● EXCERPTED TEXT
· · · ·
Tag: journaling

The Question You Must Ask Yourself

This post will be purposely short and to the point. It originates from a bit of journaling this morning. I like to start my day with a grateful practice, but my thoughts often turn to other questions about the meaning of our existence on this planet. Enough said, here is the journal from this morning:

Journal Entry

I am grateful for being alive today, and having the opportunity to live a more fulfilling life.

The question you must ask yourself is what is the purpose of all this? What do you mean by living a more fulfilling life?

Why am I here? Is it to fulfill a destiny, serve others, or to master my own philosophy?

Maybe it is all or none of the above. Maybe it’s as the Buddha taught to end suffering.

Whose suffering? Your own and all sentient beings.

How? For me it must be by writing and actions.

It’s not much of a reach to say we all have more than one purpose for living and these can be noble or selfish, or even some combination of the two. As humans we are fairly complex, possessing desires, dreams, and sometimes selfless motives for what we do.

There are many noble reasons to exist including:

  • Service to your community
  • Taking care of your family
  • Showing compassion for others
  • Being more mindful and spiritual
  • Becoming a better human being through philosophy

On the other side of the coin exists our selfish or negative motives:

  • The accumulation of wealth and material things
  • Sensory desires like sex, drugs, drinking, etc.
  • The desire to punish, belittle, and criticize those that are different from us
  • Wrong thought such as anger, hate, or envy
  • A preponderance of ego; thinking you are better than everyone else

The selfless or noble motives for your life result in happiness and the selfish in destruction. The choice is always yours alone.

Namaste

Feeling Grateful

For some time now I have been keeping a grateful journal, maybe a couple years or so. In this journal I write down 4 or 5 things I am grateful for and then I read them again to myself. While I figured I was heading the in the right direction, this journaling didn’t seem to make me more grateful. In fact I was still the same pain in the ass that I was two years prior to adopting this practice, but then one day it happened. I actually started to feel grateful; I mean a full on sense of gratitude for everything in my life.

The funny thing is I don’t know exactly why, but what was different is I was feeling it, not rationally thinking about stuff I should be grateful for, but instead deeply feeling grateful. It was all about the feeling not some method of convincing myself that I need to be grateful. Maybe my previous attempts at writing down what I was grateful for were too mechanical and laden with some kind of expectation that I should be grateful. Once I started feeling grateful the journaling on gratitude become more specific and insightful. The previous journaling would be things like:

  • I’m grateful for my family
  • My home
  • My work
  • My investments……

This was like trying to brainwash myself, repeating the same old worn out shit day after day, and it didn’t work. Real felt gratitude results in deeper insights into what you are grateful for and seems to be self perpetuating, where as making up super high level stuff like I was results in nothing. You can’t brain wash yourself into being grateful, but it seems you need to feel grateful or the journaling becomes a waste of time.

So where does this leave us when it comes to journaling? These are a few insights I’ve had over the past couple of days:

  • When you do feel grateful by all means write something in your journal and be specific.
· · · ·
● INFORMATION SUPPLIED
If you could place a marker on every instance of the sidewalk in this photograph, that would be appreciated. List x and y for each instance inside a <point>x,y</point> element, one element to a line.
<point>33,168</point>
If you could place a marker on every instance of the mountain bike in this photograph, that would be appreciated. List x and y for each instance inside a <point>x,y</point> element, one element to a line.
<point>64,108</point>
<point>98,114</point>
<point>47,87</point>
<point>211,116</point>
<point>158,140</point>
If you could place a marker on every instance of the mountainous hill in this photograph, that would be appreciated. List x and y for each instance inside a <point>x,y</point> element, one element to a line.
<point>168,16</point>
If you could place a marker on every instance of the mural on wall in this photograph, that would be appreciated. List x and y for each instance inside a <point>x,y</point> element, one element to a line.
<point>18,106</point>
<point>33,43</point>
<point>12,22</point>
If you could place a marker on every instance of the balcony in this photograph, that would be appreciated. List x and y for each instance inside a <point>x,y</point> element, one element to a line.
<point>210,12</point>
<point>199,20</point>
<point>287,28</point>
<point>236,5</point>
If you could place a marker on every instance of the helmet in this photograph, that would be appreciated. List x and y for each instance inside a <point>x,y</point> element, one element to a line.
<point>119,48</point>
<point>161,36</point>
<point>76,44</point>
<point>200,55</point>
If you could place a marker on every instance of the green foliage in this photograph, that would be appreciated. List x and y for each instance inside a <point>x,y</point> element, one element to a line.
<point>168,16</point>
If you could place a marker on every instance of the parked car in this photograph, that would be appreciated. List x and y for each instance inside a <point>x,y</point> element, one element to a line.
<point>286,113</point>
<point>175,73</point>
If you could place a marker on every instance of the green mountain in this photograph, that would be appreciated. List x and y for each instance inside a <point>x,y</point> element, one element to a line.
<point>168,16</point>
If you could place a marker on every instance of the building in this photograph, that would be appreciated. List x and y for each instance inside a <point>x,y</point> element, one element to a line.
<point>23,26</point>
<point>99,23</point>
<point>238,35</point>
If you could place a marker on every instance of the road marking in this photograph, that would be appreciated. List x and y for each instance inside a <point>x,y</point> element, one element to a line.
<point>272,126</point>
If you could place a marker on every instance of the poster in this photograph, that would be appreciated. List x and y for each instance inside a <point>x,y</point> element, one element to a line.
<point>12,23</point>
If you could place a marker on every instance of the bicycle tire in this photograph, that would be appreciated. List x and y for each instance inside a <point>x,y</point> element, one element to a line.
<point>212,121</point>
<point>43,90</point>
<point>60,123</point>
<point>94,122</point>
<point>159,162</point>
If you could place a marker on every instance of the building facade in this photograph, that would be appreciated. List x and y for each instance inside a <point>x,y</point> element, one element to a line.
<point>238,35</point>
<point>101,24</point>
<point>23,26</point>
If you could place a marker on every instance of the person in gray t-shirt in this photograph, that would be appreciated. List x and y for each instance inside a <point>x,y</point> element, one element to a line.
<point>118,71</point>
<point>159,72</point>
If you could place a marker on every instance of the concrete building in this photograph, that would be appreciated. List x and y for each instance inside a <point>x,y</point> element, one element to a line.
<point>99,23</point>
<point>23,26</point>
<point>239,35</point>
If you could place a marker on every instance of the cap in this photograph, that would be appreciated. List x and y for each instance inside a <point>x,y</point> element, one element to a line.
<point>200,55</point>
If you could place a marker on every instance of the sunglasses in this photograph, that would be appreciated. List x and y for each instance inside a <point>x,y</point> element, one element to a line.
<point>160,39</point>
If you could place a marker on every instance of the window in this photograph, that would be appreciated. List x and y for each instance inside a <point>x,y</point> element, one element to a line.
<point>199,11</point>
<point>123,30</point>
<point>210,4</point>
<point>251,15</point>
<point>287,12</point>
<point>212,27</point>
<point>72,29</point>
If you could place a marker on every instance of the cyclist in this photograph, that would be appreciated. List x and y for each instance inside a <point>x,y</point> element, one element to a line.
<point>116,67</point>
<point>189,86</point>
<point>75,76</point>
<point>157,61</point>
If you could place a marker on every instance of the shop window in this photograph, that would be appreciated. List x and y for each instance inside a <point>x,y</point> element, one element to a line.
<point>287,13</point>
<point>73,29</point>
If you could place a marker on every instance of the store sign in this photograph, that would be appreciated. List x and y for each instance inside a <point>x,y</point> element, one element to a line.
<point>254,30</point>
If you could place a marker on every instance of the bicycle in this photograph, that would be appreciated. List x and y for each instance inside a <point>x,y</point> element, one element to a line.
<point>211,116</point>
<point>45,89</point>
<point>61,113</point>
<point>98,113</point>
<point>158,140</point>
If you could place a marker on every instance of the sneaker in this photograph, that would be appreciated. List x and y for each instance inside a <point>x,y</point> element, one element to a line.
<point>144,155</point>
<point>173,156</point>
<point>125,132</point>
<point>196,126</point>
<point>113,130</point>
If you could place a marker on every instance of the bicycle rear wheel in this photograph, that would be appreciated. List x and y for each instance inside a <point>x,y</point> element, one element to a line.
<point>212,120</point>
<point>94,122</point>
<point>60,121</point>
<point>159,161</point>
· · · ·
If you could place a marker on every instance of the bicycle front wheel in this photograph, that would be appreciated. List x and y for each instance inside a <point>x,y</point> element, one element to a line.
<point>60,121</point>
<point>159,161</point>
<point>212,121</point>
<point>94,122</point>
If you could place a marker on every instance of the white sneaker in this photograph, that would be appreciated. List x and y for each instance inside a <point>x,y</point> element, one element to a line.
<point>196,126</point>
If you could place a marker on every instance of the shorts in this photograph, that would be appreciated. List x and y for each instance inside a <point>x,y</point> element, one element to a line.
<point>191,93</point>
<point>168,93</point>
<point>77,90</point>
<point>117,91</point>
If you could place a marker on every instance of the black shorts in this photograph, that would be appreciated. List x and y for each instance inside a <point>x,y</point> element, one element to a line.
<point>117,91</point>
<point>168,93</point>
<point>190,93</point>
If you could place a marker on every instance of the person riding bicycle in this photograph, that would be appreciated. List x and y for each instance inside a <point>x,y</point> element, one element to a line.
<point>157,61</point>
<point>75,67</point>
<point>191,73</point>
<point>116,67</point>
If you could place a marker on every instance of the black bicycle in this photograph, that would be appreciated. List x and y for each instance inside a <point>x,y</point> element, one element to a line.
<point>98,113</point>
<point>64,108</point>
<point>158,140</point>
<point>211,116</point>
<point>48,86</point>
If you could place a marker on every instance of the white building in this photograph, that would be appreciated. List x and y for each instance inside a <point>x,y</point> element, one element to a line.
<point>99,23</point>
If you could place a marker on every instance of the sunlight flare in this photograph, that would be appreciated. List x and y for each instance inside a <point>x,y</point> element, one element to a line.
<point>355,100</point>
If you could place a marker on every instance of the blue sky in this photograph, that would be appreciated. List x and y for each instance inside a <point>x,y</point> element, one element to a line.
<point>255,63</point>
· · · ·
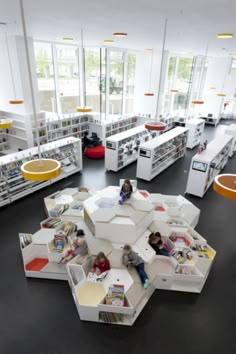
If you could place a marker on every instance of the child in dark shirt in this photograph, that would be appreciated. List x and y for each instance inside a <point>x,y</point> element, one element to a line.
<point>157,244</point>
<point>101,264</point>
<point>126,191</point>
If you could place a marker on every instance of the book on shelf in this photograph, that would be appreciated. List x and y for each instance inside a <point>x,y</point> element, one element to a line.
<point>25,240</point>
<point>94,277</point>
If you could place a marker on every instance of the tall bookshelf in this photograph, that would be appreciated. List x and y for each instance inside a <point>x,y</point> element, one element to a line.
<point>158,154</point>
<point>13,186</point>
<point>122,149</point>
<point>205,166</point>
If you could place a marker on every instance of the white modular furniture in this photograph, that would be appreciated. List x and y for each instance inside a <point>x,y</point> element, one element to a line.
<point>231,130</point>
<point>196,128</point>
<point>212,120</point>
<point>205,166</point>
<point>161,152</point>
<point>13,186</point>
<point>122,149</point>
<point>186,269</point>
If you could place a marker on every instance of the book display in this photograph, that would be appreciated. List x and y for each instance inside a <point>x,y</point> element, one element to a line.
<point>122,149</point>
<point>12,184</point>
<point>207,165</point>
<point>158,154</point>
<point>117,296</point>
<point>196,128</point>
· · · ·
● WHAT YOU SHOULD DO
Continue the blog post on gratitude journaling, starting right after its final line.

● RESPONSE FOR THIS EXERCISE
  • You don’t have to feel grateful for everything, so if you only have one or two things that you feel truly grateful for then write them down, but don’t feel compelled to write down 4 or 5. It seems like you kill the magic feeling when the whole thing becomes some kind of stupid writing exercise.
  • Don’t time box yourself, if you get up in the morning to write in your grateful journal, take a few minutes to think about it and feel it. Forcing yourself to write something down doesn’t move the ball forward. It’s not about using up paper and filling a page. It is about discovering and feeling real gratitude.
  • Accept that there may be days where you write nothing at all. Maybe you just don’t feel all that grateful today; that’s alright your not a gratitude machine.

I would love to hear about your gratitude journaling experiences and what works for you.

Namaste

 

 

 

Your Grateful Practice

It’s been a while since I’ve written anything for this blog. I’m not sure why, but it is what it is as they say. I have written about being grateful and actually writing it down in the past, although my own adherence to this advice was somewhat intermittent at best, until about 6 months ago. I broke down and bought a journal partly because I had always read that hand writing things down has more of an impact than typing them. For me that seemed to ring true. So everyday or almost everyday I get up early and at about 5:00 a.m. I start writing in my journal what I am grateful for and then I add a little thing called Decree to the Universe.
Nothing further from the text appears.